--- START DATA FOR THE TASK ---
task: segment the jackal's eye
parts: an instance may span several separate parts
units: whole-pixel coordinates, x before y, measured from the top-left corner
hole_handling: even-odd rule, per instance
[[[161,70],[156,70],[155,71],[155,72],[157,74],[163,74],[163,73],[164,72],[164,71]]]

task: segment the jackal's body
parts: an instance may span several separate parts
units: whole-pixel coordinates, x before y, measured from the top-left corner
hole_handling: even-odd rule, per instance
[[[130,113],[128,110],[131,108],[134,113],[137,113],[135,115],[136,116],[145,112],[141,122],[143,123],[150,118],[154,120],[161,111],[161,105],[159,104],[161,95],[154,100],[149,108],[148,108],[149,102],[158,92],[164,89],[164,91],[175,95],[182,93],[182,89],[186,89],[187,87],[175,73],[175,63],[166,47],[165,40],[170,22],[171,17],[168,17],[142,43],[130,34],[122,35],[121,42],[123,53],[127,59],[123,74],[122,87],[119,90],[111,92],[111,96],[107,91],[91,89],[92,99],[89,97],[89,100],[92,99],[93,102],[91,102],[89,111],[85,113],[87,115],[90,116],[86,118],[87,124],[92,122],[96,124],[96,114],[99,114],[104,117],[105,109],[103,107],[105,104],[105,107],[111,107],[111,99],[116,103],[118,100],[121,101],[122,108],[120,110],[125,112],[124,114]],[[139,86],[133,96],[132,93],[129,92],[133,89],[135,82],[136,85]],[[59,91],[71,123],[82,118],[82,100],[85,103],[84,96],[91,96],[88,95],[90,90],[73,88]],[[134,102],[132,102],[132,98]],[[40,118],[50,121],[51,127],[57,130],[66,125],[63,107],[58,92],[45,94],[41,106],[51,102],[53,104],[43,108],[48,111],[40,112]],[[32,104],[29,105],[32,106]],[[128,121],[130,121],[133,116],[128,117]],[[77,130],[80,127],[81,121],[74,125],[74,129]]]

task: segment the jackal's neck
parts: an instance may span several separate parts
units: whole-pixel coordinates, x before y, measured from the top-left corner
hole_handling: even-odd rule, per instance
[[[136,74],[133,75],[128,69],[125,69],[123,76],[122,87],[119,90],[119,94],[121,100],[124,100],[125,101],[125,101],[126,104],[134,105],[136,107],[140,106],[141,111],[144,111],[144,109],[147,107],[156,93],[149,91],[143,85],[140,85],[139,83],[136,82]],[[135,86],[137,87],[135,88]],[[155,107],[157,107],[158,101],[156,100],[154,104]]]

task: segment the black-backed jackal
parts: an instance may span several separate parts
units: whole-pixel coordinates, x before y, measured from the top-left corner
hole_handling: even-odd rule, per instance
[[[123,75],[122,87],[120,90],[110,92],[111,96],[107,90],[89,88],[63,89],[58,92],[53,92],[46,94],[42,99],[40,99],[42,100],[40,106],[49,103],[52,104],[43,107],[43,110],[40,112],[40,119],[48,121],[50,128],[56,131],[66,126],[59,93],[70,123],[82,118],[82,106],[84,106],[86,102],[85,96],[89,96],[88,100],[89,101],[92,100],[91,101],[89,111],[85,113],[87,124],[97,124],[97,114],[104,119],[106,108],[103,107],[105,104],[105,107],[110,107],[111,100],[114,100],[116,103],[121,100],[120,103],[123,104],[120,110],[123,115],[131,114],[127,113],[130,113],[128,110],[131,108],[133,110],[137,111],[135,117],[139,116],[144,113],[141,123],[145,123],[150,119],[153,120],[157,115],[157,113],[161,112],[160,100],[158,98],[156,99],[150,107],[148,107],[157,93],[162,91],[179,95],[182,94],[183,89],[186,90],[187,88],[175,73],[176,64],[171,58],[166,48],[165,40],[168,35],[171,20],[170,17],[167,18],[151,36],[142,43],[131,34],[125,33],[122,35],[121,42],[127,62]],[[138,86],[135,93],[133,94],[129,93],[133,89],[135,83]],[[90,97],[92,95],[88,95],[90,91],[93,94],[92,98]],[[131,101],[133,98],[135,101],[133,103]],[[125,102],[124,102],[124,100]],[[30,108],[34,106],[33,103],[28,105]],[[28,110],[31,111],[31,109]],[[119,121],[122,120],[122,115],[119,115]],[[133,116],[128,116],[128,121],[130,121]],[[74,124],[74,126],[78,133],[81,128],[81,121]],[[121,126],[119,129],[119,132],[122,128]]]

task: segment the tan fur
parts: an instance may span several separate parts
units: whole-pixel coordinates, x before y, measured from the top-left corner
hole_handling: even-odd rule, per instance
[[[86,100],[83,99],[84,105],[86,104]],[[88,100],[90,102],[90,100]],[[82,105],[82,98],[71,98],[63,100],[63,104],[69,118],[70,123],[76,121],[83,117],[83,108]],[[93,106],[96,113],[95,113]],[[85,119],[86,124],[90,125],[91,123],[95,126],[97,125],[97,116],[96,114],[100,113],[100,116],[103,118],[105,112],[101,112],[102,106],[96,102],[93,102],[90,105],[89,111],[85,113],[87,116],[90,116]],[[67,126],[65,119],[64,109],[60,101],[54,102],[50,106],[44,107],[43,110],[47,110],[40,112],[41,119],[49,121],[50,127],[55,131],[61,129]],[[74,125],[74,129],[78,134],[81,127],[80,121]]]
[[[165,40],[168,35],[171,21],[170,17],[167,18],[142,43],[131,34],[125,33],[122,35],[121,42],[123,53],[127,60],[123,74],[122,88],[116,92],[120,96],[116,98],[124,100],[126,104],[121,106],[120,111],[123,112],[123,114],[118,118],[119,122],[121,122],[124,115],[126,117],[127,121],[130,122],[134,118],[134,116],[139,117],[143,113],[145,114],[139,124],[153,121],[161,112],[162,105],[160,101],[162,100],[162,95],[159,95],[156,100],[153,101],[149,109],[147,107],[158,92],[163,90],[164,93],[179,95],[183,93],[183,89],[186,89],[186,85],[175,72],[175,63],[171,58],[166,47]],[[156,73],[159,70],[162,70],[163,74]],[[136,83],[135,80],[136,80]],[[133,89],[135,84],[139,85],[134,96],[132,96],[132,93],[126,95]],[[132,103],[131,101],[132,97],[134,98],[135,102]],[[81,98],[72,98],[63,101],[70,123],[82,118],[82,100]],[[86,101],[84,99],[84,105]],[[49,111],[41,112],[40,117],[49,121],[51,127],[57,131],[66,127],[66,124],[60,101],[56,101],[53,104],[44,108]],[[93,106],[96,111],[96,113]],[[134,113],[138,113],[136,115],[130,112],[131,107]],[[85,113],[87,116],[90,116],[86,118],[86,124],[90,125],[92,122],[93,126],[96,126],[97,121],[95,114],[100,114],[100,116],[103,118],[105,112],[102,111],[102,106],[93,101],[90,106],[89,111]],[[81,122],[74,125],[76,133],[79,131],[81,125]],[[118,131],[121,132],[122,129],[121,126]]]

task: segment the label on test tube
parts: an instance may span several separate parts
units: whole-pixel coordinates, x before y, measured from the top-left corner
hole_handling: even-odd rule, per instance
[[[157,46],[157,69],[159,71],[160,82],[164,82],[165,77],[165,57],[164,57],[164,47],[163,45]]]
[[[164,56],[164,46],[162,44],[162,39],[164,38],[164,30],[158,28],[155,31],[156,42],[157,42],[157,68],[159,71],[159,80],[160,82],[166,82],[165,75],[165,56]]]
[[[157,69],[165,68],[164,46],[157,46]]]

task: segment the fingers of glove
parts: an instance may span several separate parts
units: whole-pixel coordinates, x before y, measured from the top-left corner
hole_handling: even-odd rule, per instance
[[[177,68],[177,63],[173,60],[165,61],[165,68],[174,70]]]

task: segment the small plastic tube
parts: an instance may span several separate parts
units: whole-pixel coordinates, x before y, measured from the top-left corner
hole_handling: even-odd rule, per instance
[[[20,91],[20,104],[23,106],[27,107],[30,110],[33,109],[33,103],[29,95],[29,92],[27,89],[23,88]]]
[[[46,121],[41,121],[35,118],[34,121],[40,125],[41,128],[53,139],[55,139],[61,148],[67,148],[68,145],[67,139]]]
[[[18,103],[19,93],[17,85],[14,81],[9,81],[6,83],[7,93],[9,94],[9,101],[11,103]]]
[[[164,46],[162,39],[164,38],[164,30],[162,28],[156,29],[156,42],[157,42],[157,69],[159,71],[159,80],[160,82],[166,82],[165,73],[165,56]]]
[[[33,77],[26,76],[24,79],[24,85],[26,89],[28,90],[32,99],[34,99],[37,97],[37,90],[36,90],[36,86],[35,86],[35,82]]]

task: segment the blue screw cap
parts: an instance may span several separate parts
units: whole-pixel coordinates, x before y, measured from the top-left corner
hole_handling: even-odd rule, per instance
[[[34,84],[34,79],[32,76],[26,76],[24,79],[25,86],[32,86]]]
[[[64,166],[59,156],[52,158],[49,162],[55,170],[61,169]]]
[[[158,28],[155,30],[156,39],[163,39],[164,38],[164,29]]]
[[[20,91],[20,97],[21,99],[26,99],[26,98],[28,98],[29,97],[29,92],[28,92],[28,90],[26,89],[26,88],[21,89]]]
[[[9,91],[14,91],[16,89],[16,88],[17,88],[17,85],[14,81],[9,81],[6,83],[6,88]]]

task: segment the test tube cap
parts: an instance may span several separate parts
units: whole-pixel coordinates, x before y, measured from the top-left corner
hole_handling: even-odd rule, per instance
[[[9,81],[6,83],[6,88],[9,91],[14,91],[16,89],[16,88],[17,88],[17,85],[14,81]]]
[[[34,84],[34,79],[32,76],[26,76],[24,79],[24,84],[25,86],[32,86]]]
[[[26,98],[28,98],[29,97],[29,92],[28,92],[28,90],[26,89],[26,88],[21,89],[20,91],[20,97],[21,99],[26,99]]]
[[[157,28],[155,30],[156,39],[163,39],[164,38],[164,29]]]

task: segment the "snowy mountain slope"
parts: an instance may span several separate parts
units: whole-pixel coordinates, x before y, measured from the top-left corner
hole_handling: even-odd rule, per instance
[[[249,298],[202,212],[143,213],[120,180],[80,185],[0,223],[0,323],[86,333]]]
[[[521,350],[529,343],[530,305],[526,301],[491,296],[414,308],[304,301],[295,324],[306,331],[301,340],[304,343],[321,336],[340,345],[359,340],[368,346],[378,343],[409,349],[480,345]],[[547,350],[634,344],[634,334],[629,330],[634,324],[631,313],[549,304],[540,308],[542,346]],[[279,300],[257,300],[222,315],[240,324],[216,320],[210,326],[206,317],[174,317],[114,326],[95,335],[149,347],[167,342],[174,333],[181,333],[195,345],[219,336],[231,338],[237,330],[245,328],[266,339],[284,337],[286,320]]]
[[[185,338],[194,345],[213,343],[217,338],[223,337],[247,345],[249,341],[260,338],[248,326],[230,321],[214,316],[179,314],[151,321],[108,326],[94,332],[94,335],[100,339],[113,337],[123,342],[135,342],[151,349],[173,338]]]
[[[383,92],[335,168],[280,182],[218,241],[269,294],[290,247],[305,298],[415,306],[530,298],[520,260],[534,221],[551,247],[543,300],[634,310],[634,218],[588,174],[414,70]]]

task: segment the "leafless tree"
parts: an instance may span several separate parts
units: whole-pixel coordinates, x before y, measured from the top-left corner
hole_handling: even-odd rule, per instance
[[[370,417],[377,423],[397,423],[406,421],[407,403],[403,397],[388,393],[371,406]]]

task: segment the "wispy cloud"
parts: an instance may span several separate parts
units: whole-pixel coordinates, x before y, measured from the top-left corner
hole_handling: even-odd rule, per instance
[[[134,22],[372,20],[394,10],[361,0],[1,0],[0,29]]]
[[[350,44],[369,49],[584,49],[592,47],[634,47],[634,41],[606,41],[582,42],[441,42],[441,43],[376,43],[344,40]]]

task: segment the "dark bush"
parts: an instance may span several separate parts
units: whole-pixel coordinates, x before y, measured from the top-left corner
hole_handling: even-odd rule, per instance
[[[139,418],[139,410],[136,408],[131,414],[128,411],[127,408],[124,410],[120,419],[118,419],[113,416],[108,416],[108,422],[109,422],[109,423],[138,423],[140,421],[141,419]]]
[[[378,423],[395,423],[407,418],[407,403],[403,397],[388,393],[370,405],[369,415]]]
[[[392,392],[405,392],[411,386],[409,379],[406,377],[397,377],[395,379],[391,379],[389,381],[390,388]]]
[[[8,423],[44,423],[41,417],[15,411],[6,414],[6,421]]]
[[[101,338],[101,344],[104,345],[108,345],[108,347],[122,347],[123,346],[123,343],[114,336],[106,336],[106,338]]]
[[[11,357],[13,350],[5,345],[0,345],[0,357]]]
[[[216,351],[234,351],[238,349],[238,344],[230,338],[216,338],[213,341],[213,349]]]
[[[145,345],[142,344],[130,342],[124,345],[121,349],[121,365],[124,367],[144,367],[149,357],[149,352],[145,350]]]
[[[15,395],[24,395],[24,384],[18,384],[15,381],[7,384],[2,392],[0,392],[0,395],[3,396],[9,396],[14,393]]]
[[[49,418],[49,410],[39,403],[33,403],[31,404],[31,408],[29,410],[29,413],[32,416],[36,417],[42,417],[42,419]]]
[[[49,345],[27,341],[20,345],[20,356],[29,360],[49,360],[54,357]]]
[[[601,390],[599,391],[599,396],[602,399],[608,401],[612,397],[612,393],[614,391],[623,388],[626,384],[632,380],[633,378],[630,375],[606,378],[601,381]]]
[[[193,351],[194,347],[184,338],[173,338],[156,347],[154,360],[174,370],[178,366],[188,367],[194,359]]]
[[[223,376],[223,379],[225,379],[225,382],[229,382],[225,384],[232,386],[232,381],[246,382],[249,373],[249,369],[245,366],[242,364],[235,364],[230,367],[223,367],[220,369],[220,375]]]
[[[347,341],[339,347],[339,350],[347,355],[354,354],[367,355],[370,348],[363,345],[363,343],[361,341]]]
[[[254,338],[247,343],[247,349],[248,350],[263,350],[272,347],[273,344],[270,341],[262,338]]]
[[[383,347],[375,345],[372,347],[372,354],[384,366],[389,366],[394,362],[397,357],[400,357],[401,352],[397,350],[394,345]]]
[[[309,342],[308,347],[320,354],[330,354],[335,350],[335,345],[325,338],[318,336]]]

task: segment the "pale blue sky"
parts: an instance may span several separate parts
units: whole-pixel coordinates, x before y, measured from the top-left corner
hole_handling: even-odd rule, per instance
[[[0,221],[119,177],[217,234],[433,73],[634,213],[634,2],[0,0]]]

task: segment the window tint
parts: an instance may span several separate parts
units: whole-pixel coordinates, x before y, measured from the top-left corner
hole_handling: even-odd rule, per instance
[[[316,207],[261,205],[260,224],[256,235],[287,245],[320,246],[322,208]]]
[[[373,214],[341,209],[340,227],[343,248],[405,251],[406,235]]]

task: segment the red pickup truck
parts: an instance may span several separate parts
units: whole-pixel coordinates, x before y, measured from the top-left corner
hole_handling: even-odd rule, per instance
--- END DATA FOR THE TASK ---
Copy the items character for character, starting at the line that contains "task: segment the window tint" and continuing through the end of the items, with both ends included.

## EXPECTED ANSWER
task: segment the window tint
parts: an instance may span several separate parts
units: whole-pixel coordinates, x before y, measured from the top-left corner
hole_handling: even-odd rule, per instance
[[[316,207],[261,205],[260,224],[256,235],[287,245],[320,246],[322,208]]]
[[[373,214],[341,209],[340,227],[343,248],[405,251],[406,235]]]

task: segment the red pickup truck
parts: an instance may span several separate parts
units: whole-pixel coordinates, x before y, measured from the top-left corner
hole_handling: even-odd rule, per instance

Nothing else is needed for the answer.